Nachdem ein Großteil des Fracking-Booms in den USA durch die Ausgabe von Junk-Anleihen finanziert wurde, wird der Ölpreiseinbruch auch massiv negative Auswirkungen auf den High-Yield-Markt haben, ein weiteres anschauliches Beispiel für einen klassischen Boom/Bust-Zyklus gemäß der Österreichischen Schule der Nationalökonomie. Allerdings sind wir - entgegen dem Konsens - nicht der Meinung, dass der Dollar im kommenden Jahr gegenüber dem Euro stark aufwerten wird. Ich denke, dass die Zinserhöhung in den USA, mit der die Marktteilnehmer im Moment rechnen, infolge der Disinflation sukzessive ausgepreist wird. So fielen die US-Inflationserwartungen zuletzt auf den tiefsten Stand seit fünf Jahren. Ich kann mir beim besten Willen nicht vorstellen, dass die Fed in diesem disinflationären Umfeld die Zinsen erhöhen wird. Dies könnte eine positive Überraschung des Euros gegen den Dollar einläuten.

.....

SCHRIFTLICHE AUFGABE: Schreib aus dem Text zum Ölpreiseinbruch alles von „Nachdem ein Großteil“ bis hinunter zu „den Dollar einläuten.“ neu und setz dabei „Schrottanleihen“ an die Stelle von „Junk-Anleihen“.

.....

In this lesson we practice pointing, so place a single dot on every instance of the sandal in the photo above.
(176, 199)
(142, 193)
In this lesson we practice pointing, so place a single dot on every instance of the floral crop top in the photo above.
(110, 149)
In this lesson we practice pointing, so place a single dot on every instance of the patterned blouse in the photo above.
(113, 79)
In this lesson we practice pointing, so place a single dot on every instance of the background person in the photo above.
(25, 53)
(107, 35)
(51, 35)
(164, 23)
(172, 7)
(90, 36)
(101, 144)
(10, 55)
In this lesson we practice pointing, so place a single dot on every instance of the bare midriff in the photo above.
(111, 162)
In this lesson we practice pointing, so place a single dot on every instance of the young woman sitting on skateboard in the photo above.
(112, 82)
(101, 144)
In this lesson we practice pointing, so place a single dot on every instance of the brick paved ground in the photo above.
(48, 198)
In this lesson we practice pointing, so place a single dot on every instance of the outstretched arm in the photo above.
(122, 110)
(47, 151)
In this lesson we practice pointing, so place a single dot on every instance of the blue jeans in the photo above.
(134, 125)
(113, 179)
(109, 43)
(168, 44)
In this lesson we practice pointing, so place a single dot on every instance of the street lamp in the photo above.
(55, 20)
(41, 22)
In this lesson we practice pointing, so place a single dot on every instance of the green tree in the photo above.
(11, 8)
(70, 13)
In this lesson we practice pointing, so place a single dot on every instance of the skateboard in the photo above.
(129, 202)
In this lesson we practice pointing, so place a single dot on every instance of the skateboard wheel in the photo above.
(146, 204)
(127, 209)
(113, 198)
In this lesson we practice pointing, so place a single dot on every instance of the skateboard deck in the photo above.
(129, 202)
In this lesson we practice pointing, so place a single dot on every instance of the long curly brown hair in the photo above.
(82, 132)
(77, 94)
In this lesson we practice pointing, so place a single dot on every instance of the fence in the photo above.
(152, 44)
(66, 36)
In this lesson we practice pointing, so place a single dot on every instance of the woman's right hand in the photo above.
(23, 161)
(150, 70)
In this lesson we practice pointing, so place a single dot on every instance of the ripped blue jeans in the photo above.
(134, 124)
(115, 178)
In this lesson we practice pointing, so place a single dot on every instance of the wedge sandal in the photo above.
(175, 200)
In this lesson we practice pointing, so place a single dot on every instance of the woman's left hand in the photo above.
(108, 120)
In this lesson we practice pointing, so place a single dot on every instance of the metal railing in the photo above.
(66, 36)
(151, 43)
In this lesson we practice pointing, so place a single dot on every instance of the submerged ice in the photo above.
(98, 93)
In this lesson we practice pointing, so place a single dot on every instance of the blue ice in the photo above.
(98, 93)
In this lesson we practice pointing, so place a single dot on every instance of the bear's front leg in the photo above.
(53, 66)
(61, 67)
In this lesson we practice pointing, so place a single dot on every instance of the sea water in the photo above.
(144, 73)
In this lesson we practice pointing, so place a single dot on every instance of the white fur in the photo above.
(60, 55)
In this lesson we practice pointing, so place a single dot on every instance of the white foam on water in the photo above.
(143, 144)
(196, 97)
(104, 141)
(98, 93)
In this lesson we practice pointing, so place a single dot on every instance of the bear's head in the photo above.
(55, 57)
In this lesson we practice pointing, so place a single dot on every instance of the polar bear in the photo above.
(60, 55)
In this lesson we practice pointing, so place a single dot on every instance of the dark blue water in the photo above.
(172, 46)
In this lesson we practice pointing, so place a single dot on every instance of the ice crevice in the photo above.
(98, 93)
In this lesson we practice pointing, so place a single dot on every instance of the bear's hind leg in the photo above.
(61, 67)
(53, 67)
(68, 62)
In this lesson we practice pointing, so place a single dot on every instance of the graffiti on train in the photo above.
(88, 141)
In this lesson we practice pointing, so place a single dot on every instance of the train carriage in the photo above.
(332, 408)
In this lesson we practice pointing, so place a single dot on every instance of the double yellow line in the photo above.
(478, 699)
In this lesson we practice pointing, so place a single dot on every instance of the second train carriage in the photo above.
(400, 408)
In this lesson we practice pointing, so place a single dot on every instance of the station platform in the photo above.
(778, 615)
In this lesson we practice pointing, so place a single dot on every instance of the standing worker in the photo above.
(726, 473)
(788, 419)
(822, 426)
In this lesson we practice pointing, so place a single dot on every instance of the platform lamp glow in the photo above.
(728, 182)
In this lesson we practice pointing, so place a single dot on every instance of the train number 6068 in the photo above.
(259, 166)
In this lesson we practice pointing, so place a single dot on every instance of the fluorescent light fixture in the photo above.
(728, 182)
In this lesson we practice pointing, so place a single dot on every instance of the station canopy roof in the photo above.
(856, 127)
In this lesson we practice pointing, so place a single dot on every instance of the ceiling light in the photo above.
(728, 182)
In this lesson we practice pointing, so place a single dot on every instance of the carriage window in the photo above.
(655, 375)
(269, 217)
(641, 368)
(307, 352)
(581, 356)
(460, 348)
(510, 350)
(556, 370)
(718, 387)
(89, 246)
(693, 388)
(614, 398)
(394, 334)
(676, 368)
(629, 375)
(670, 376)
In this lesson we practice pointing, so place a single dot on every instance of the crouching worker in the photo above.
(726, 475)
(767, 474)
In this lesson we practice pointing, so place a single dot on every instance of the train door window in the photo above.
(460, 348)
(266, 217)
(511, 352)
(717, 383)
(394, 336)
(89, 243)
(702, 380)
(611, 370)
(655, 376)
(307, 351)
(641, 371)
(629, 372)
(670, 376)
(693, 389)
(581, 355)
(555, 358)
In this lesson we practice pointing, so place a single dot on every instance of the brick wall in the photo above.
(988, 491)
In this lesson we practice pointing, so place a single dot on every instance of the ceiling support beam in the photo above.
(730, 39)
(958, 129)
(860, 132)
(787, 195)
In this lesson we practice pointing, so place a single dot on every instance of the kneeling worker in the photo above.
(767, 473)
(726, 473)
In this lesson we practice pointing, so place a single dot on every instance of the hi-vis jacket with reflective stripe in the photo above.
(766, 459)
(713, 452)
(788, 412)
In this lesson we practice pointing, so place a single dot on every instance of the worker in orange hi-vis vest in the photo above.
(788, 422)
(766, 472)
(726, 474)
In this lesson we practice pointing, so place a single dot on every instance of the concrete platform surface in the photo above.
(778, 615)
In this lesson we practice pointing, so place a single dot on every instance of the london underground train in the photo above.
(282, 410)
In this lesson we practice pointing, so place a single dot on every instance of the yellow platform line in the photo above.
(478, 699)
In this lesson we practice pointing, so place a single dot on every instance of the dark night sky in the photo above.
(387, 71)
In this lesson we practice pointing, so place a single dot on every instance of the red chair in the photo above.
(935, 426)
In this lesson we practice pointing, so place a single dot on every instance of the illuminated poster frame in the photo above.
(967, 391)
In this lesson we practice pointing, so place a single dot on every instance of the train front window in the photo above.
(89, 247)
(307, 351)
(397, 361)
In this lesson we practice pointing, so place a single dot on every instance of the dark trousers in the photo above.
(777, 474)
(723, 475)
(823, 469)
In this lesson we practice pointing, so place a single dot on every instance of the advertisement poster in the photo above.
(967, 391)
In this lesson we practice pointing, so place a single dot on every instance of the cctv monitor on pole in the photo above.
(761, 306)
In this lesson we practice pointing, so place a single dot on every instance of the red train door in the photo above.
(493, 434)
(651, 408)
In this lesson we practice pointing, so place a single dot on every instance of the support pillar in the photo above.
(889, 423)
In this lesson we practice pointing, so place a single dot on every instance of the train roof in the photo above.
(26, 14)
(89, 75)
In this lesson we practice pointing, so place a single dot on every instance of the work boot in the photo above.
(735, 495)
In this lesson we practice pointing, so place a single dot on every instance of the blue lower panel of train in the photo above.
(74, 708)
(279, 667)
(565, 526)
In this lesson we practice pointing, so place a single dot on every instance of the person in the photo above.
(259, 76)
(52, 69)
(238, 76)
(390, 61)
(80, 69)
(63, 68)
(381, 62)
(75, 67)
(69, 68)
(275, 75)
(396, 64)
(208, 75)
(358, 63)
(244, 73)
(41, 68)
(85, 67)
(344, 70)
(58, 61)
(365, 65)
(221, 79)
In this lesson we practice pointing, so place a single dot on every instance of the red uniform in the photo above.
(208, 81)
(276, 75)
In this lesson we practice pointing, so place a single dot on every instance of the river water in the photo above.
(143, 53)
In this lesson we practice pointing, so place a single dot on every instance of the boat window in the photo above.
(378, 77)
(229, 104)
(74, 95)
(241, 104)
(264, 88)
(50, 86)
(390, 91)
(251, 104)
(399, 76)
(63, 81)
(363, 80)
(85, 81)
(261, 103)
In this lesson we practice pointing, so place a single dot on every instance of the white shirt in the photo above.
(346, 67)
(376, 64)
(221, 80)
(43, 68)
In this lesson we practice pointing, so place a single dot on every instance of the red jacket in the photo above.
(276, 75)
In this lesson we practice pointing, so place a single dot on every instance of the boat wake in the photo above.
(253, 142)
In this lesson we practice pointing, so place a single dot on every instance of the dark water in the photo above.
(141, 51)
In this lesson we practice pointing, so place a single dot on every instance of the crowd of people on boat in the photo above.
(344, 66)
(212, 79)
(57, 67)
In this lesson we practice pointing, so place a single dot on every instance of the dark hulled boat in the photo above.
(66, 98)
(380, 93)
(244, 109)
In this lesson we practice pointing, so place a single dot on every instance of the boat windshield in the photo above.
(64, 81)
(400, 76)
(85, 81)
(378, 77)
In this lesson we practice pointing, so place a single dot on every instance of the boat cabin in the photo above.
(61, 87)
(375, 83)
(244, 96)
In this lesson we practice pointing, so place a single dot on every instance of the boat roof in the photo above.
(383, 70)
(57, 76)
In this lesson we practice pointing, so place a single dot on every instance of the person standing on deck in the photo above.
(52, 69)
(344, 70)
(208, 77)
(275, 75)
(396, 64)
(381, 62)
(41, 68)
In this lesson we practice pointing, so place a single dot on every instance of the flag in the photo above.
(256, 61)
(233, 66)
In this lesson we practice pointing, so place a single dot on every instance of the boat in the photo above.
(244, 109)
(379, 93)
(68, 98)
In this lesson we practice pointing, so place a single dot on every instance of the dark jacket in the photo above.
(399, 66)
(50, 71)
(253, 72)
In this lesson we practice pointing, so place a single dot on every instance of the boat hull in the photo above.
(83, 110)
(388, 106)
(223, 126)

.....

ANTWORT:
Nachdem ein Großteil des Fracking-Booms in den USA durch die Ausgabe von Schrottanleihen finanziert wurde, wird der Ölpreiseinbruch auch massiv negative Auswirkungen auf den High-Yield-Markt haben, ein weiteres anschauliches Beispiel für einen klassischen Boom/Bust-Zyklus gemäß der Österreichischen Schule der Nationalökonomie. Allerdings sind wir - entgegen dem Konsens - nicht der Meinung, dass der Dollar im kommenden Jahr gegenüber dem Euro stark aufwerten wird. Ich denke, dass die Zinserhöhung in den USA, mit der die Marktteilnehmer im Moment rechnen, infolge der Disinflation sukzessive ausgepreist wird. So fielen die US-Inflationserwartungen zuletzt auf den tiefsten Stand seit fünf Jahren. Ich kann mir beim besten Willen nicht vorstellen, dass die Fed in diesem disinflationären Umfeld die Zinsen erhöhen wird. Dies könnte eine positive Überraschung des Euros gegen den Dollar einläuten.